Alabama Great Southern R. Co. v. Smith
Decision Date | 02 January 1915 |
Docket Number | 912 |
Parties | ALABAMA GREAT SOUTHERN R. CO. v. SMITH |
Court | Alabama Supreme Court |
Appeal from City Court of Birmingham; John H. Miller, Judge.
Action by Fred Smith against the Alabama Great Southern Railroad Company. Judgment for plaintiff, and defendant appeals. Reversed and remanded.
Count 4 is as follows:
Plaintiff claims of defendant *** damages for that heretofore *** defendant was engaged in the operation of a railroad in Birmingham, *** and plaintiff was lawfully, rightfully, and properly on the premises of defendant, in the discharge of his several duties at the instance or request of defendant its servants or agents, and defendant's servants or agents, acting within the line and scope of their employment wantonly or willfully caused or permitted a collision which threw a car of coal upon or against plaintiff, thereby causing him the following injuries; *** and plaintiff avers that his said wounds and injuries were the proximate consequence and caused by reason of the wantonness and willfulness of defendant's servants or agents as aforesaid.
A.G. & E.D. Smith, of Birmingham, for appellant.
Erle Pettus, of Birmingham, for appellee.
The plaintiff (appellee) was a crossing flagman where the defendant's (appellant's) line of railway crossed the railway line of the Louisville & Nashville Railroad Company. There was a collision between trains of the two companies, as a result of which a car of coal in the latter mentioned company's train, which lay over the railroad crossing was overturned on plaintiff, injuring him.

=-=-=-=-=

STATED PROBLEM 1
Summarize the Alabama Great Southern R. Co. v. Smith case in two sentences.
STATED PROBLEM 2
Render the records between the lines holding "Where can the bright" and "<point>150,109</point>", inclusive, as a two-column CSV with the columns request and answer. Give one row per request, with each value in a single quoted field and line breaks changed to spaces.

Coordinate annotation entries
=-=-=-=-=

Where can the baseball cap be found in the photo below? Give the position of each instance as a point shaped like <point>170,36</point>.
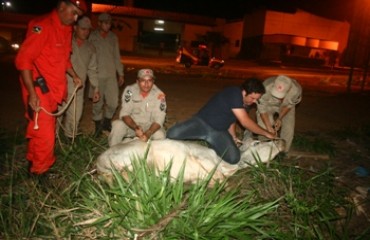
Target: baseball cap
<point>145,73</point>
<point>281,86</point>
<point>84,22</point>
<point>81,4</point>
<point>105,17</point>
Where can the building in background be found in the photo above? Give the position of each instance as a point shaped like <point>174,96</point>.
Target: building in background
<point>265,35</point>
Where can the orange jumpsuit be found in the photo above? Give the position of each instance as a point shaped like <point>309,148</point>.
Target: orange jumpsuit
<point>46,51</point>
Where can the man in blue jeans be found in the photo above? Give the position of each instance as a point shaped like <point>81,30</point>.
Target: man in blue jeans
<point>215,122</point>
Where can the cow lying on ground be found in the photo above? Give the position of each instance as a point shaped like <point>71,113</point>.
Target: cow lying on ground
<point>199,160</point>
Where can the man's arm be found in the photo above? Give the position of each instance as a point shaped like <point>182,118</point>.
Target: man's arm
<point>76,79</point>
<point>92,72</point>
<point>248,123</point>
<point>33,99</point>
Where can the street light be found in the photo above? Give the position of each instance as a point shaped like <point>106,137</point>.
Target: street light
<point>5,5</point>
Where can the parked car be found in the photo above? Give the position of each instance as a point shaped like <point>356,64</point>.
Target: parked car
<point>199,56</point>
<point>7,52</point>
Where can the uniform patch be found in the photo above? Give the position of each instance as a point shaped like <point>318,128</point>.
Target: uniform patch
<point>37,29</point>
<point>163,104</point>
<point>128,95</point>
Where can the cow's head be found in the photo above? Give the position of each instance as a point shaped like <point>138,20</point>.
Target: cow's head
<point>253,151</point>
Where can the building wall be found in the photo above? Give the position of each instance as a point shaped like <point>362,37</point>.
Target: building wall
<point>304,24</point>
<point>126,30</point>
<point>234,32</point>
<point>192,32</point>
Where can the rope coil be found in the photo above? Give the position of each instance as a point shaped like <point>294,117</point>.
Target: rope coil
<point>36,126</point>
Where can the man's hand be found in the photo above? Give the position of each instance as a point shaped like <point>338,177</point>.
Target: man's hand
<point>77,81</point>
<point>277,124</point>
<point>121,80</point>
<point>139,132</point>
<point>34,102</point>
<point>96,96</point>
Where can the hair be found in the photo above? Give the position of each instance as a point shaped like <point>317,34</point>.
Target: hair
<point>253,85</point>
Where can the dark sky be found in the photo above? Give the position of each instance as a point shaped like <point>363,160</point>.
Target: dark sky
<point>335,9</point>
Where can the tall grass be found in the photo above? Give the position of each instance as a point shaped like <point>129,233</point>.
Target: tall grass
<point>72,202</point>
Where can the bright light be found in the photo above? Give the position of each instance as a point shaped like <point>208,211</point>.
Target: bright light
<point>159,22</point>
<point>15,46</point>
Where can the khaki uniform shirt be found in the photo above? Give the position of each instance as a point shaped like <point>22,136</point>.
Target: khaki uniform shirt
<point>108,54</point>
<point>267,101</point>
<point>84,63</point>
<point>150,109</point>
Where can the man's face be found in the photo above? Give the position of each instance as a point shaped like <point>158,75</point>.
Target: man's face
<point>105,25</point>
<point>82,33</point>
<point>68,13</point>
<point>250,98</point>
<point>145,84</point>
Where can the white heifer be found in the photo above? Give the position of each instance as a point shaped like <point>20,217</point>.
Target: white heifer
<point>199,160</point>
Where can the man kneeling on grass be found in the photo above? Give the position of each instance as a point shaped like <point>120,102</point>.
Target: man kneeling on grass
<point>143,111</point>
<point>215,122</point>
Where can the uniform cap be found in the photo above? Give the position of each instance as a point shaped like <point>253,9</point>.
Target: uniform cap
<point>81,4</point>
<point>145,73</point>
<point>281,86</point>
<point>105,17</point>
<point>84,22</point>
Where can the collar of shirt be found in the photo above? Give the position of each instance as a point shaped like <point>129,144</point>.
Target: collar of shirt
<point>103,34</point>
<point>144,95</point>
<point>79,42</point>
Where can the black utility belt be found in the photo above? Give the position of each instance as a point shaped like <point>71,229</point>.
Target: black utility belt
<point>41,83</point>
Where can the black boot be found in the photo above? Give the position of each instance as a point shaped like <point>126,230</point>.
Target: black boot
<point>98,128</point>
<point>107,124</point>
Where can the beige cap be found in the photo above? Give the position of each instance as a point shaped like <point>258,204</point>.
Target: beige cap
<point>281,86</point>
<point>145,73</point>
<point>105,17</point>
<point>84,22</point>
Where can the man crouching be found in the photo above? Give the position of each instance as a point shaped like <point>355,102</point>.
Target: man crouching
<point>143,111</point>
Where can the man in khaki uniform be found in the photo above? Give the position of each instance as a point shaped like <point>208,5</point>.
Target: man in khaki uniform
<point>282,95</point>
<point>83,60</point>
<point>143,111</point>
<point>109,66</point>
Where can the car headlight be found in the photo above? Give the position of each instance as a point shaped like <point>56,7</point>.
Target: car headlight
<point>15,46</point>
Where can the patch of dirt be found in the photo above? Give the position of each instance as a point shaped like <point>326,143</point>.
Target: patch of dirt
<point>336,116</point>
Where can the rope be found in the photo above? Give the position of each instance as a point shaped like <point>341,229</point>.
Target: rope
<point>36,126</point>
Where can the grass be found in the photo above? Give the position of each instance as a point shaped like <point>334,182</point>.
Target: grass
<point>261,202</point>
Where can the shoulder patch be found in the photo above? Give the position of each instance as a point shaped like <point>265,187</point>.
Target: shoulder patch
<point>163,104</point>
<point>128,95</point>
<point>161,96</point>
<point>37,29</point>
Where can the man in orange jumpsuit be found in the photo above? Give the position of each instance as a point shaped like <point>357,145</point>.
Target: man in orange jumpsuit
<point>45,54</point>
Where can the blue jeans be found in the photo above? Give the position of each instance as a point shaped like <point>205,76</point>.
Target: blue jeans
<point>196,129</point>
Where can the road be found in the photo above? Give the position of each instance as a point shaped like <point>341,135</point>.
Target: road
<point>330,80</point>
<point>324,105</point>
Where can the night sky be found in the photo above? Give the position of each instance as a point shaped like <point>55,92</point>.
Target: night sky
<point>335,9</point>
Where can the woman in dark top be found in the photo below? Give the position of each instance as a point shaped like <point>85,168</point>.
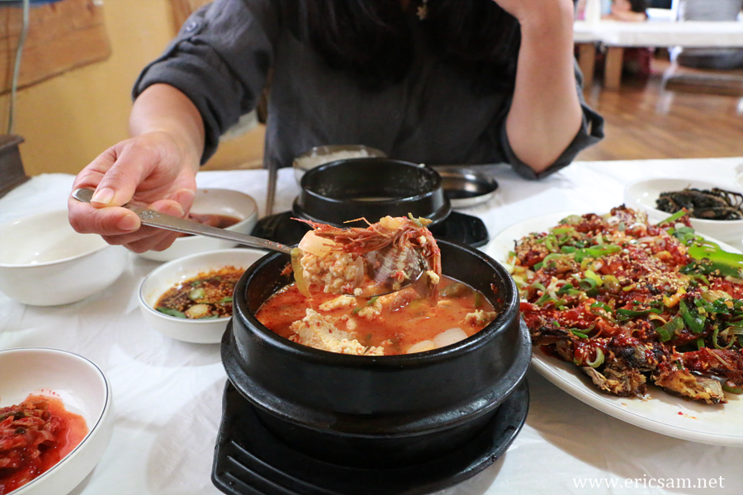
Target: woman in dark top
<point>433,81</point>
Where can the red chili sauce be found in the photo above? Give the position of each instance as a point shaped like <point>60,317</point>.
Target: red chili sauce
<point>404,319</point>
<point>34,436</point>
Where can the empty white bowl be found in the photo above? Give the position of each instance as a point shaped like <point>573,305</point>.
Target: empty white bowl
<point>214,202</point>
<point>84,390</point>
<point>44,262</point>
<point>174,272</point>
<point>642,195</point>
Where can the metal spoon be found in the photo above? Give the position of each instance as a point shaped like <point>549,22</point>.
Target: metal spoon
<point>385,264</point>
<point>162,221</point>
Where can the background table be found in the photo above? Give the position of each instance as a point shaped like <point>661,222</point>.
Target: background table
<point>167,394</point>
<point>617,36</point>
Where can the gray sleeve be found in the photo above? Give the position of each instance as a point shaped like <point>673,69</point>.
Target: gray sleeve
<point>219,60</point>
<point>590,133</point>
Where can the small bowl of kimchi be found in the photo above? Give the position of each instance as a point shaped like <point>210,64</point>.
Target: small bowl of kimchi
<point>57,405</point>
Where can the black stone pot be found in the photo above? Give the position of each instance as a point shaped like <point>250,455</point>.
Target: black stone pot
<point>378,411</point>
<point>371,188</point>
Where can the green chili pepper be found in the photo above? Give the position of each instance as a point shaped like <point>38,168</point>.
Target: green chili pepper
<point>631,313</point>
<point>668,331</point>
<point>728,264</point>
<point>591,275</point>
<point>578,333</point>
<point>714,340</point>
<point>693,320</point>
<point>603,306</point>
<point>598,360</point>
<point>673,217</point>
<point>728,386</point>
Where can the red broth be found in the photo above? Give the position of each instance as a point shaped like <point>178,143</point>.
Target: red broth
<point>34,436</point>
<point>404,319</point>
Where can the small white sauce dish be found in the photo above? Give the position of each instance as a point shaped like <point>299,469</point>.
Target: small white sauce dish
<point>44,262</point>
<point>83,389</point>
<point>170,274</point>
<point>214,202</point>
<point>643,194</point>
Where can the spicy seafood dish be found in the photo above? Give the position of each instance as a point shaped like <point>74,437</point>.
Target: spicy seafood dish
<point>34,436</point>
<point>326,308</point>
<point>632,304</point>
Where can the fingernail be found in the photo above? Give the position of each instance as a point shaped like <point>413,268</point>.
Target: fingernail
<point>103,196</point>
<point>128,223</point>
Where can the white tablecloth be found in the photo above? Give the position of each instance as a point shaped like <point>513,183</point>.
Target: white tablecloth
<point>168,393</point>
<point>703,34</point>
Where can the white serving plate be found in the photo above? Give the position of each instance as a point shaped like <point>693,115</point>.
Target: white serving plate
<point>84,390</point>
<point>720,424</point>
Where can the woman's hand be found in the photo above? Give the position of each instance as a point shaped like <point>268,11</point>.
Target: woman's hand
<point>156,168</point>
<point>149,170</point>
<point>545,114</point>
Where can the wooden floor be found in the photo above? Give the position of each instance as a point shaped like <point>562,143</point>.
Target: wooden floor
<point>643,120</point>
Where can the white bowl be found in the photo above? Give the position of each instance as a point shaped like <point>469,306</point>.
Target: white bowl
<point>642,195</point>
<point>214,202</point>
<point>84,390</point>
<point>44,262</point>
<point>166,276</point>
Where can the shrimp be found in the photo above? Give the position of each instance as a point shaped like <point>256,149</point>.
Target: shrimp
<point>339,250</point>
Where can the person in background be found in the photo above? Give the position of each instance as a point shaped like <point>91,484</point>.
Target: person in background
<point>637,60</point>
<point>628,11</point>
<point>439,81</point>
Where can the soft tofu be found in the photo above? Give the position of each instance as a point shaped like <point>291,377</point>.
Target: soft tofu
<point>338,303</point>
<point>317,331</point>
<point>480,317</point>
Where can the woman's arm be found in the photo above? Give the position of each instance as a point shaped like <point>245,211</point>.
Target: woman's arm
<point>545,113</point>
<point>155,168</point>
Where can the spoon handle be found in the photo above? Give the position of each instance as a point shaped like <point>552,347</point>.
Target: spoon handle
<point>162,221</point>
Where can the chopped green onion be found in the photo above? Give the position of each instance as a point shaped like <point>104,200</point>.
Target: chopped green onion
<point>631,313</point>
<point>196,294</point>
<point>668,331</point>
<point>591,275</point>
<point>692,318</point>
<point>171,312</point>
<point>603,306</point>
<point>673,217</point>
<point>728,386</point>
<point>578,333</point>
<point>598,361</point>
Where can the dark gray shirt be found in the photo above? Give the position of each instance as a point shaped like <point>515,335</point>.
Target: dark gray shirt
<point>221,58</point>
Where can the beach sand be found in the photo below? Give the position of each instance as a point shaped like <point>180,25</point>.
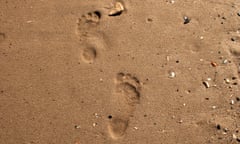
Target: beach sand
<point>119,72</point>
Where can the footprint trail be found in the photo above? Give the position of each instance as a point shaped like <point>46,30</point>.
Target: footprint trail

=-=-=-=-=

FULL ANSWER 1
On January 2, 1915, the Alabama Supreme Court reversed and remanded a judgment that Fred Smith had won against the Alabama Great Southern Railroad Company in the City Court of Birmingham. Smith was a crossing flagman where the railroad's line crossed that of the Louisville & Nashville Railroad Company, and a collision between the two companies' trains overturned a car of coal onto him, injuring him.

FULL ANSWER 2
request,answer
"Where can the bright light be found in the photo above? Give the position of each instance as a point shaped like <point>208,211</point>. Target: bright light","<point>159,22</point> <point>15,46</point>"
"Where can the khaki uniform shirt be found in the photo above? Give the position of each instance as a point shaped like <point>22,136</point>. Target: khaki uniform shirt","<point>108,54</point> <point>267,101</point> <point>84,63</point> <point>150,109</point>"